WHAT THE TASK REQUIRES: Could you give the data below again exactly, apart from the pictures?

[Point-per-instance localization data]
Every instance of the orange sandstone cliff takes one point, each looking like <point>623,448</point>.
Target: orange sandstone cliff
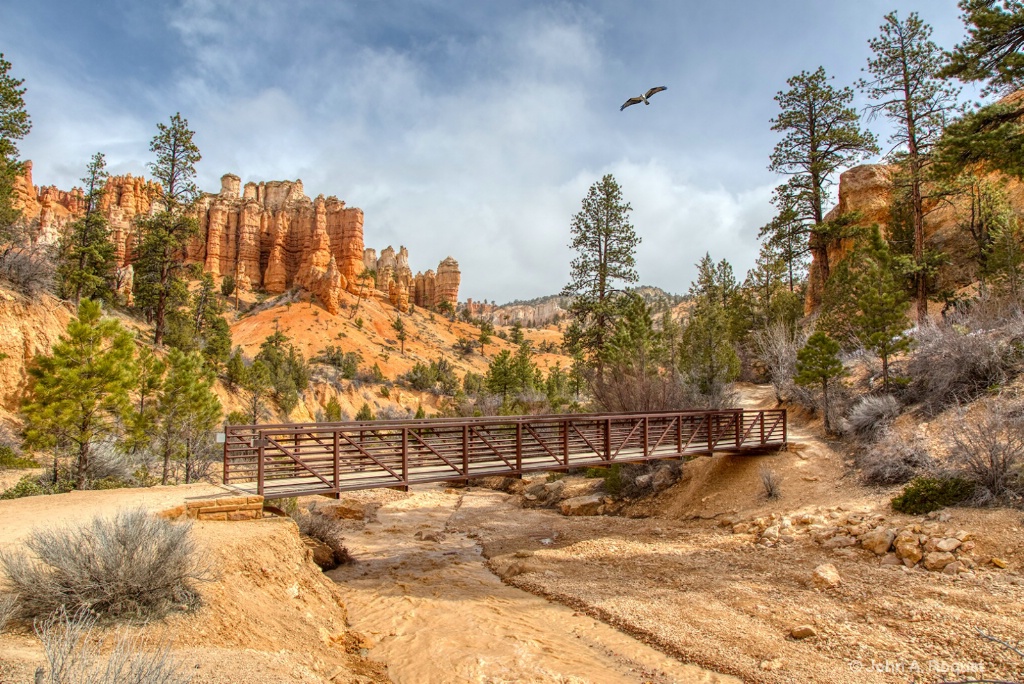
<point>268,236</point>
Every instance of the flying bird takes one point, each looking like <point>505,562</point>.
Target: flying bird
<point>642,98</point>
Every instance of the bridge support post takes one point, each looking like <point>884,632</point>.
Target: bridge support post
<point>607,439</point>
<point>404,459</point>
<point>518,449</point>
<point>565,442</point>
<point>259,463</point>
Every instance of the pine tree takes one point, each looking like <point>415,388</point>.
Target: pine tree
<point>992,51</point>
<point>365,413</point>
<point>14,125</point>
<point>501,376</point>
<point>605,243</point>
<point>822,134</point>
<point>256,386</point>
<point>818,362</point>
<point>163,237</point>
<point>399,329</point>
<point>150,380</point>
<point>188,411</point>
<point>906,88</point>
<point>81,392</point>
<point>708,357</point>
<point>86,257</point>
<point>880,322</point>
<point>484,338</point>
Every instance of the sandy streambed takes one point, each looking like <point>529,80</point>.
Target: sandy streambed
<point>435,613</point>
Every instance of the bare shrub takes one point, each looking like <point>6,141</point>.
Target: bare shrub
<point>132,565</point>
<point>776,347</point>
<point>71,645</point>
<point>988,446</point>
<point>325,529</point>
<point>771,481</point>
<point>952,365</point>
<point>624,391</point>
<point>871,414</point>
<point>8,608</point>
<point>894,459</point>
<point>393,413</point>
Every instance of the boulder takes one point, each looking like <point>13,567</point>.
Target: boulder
<point>878,541</point>
<point>936,560</point>
<point>320,553</point>
<point>589,505</point>
<point>826,576</point>
<point>907,547</point>
<point>803,632</point>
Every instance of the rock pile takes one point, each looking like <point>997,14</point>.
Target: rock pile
<point>929,544</point>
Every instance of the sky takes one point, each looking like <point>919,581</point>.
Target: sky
<point>463,128</point>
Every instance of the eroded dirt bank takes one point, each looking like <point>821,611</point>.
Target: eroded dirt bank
<point>433,612</point>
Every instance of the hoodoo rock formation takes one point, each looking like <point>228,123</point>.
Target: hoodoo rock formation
<point>267,236</point>
<point>867,189</point>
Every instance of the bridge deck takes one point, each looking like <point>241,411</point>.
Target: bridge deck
<point>291,460</point>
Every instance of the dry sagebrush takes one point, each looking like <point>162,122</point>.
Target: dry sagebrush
<point>132,565</point>
<point>71,644</point>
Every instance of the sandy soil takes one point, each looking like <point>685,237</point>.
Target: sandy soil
<point>268,613</point>
<point>435,613</point>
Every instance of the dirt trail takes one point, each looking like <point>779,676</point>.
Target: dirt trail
<point>436,613</point>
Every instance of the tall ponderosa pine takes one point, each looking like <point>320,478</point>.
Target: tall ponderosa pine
<point>818,362</point>
<point>822,133</point>
<point>994,48</point>
<point>163,237</point>
<point>906,88</point>
<point>880,322</point>
<point>605,262</point>
<point>188,410</point>
<point>14,125</point>
<point>86,257</point>
<point>708,358</point>
<point>81,392</point>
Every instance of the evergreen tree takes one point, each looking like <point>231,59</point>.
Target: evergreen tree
<point>86,257</point>
<point>708,357</point>
<point>365,413</point>
<point>81,392</point>
<point>256,387</point>
<point>818,362</point>
<point>164,237</point>
<point>822,134</point>
<point>143,417</point>
<point>501,375</point>
<point>14,125</point>
<point>399,329</point>
<point>188,411</point>
<point>880,322</point>
<point>788,238</point>
<point>484,338</point>
<point>992,51</point>
<point>235,370</point>
<point>201,327</point>
<point>333,411</point>
<point>605,243</point>
<point>906,88</point>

WRITTEN SOLUTION:
Every instance of the orange sandstone cliff takes one point, each looking like <point>623,448</point>.
Target: orange sandstone cliff
<point>268,236</point>
Every instance of the flying bird takes one point, each looking like <point>505,562</point>.
Target: flying bird
<point>642,98</point>
Every instance of the bridge support post takes one point, each looking like <point>884,632</point>.
Target: bridge support post
<point>607,439</point>
<point>404,459</point>
<point>518,449</point>
<point>565,442</point>
<point>259,463</point>
Every instance of the pine tree takes one point, each looking like <point>415,388</point>.
Target: pine tree
<point>992,51</point>
<point>365,413</point>
<point>14,125</point>
<point>501,376</point>
<point>605,243</point>
<point>822,134</point>
<point>256,386</point>
<point>818,362</point>
<point>163,237</point>
<point>399,329</point>
<point>150,380</point>
<point>188,411</point>
<point>906,88</point>
<point>81,392</point>
<point>708,357</point>
<point>86,257</point>
<point>880,322</point>
<point>484,338</point>
Every instance of the sandy streambed takes one point, each looking like <point>529,80</point>.
Target: sandy streambed
<point>435,613</point>
Every instance of the bare shrub takes one point, each looking like <point>6,141</point>.
Target: bare shrub
<point>132,565</point>
<point>776,347</point>
<point>71,645</point>
<point>988,446</point>
<point>325,529</point>
<point>771,481</point>
<point>952,365</point>
<point>624,391</point>
<point>871,414</point>
<point>8,608</point>
<point>894,459</point>
<point>393,413</point>
Every instance of the boulder takes one point, each looking like <point>13,567</point>.
Target: boulder
<point>878,541</point>
<point>936,560</point>
<point>320,553</point>
<point>589,505</point>
<point>826,576</point>
<point>907,547</point>
<point>803,632</point>
Every instance of the rock pile takes one point, each looking like <point>997,14</point>.
Target: rock pile
<point>929,544</point>
Every instance of the sky takes one point, each looking like <point>919,581</point>.
Target: sky
<point>463,128</point>
Every instance of the eroded dirt bank takes one point, each looking like <point>821,611</point>.
Target: eroded dirt bank
<point>433,612</point>
Every instance of the hoodoo rock formation takes one point, each looking like <point>228,123</point>.
Target: hoodoo rock formation
<point>267,236</point>
<point>867,189</point>
Every instance of the bridge deck takes one point, each looking like <point>241,411</point>.
Target: bridge deck
<point>291,460</point>
Every instance of the dry sagebrush takes one point, each looking like <point>162,122</point>.
Target: dry sagebrush
<point>132,565</point>
<point>71,644</point>
Every instance of the sandy soil takes one point, each looking like <point>685,237</point>.
Target: sandy soil
<point>268,613</point>
<point>435,613</point>
Every instance of the dirt trail takes one point, each looking like <point>779,676</point>.
Target: dirt trail
<point>436,613</point>
Every instance of the tall ponderosa pine takes one point, each looking like <point>320,478</point>.
Target: tall ponderosa pine
<point>818,362</point>
<point>822,133</point>
<point>994,48</point>
<point>163,237</point>
<point>906,88</point>
<point>880,322</point>
<point>605,262</point>
<point>188,410</point>
<point>14,125</point>
<point>86,257</point>
<point>708,358</point>
<point>81,392</point>
Every instance of the evergreen tree takes one point, each looking like <point>231,59</point>.
Target: evergreen tree
<point>86,257</point>
<point>708,357</point>
<point>365,413</point>
<point>81,392</point>
<point>256,387</point>
<point>818,362</point>
<point>164,237</point>
<point>822,134</point>
<point>143,417</point>
<point>501,375</point>
<point>14,125</point>
<point>399,329</point>
<point>188,411</point>
<point>880,322</point>
<point>788,238</point>
<point>484,338</point>
<point>992,51</point>
<point>235,370</point>
<point>201,327</point>
<point>333,411</point>
<point>605,243</point>
<point>906,88</point>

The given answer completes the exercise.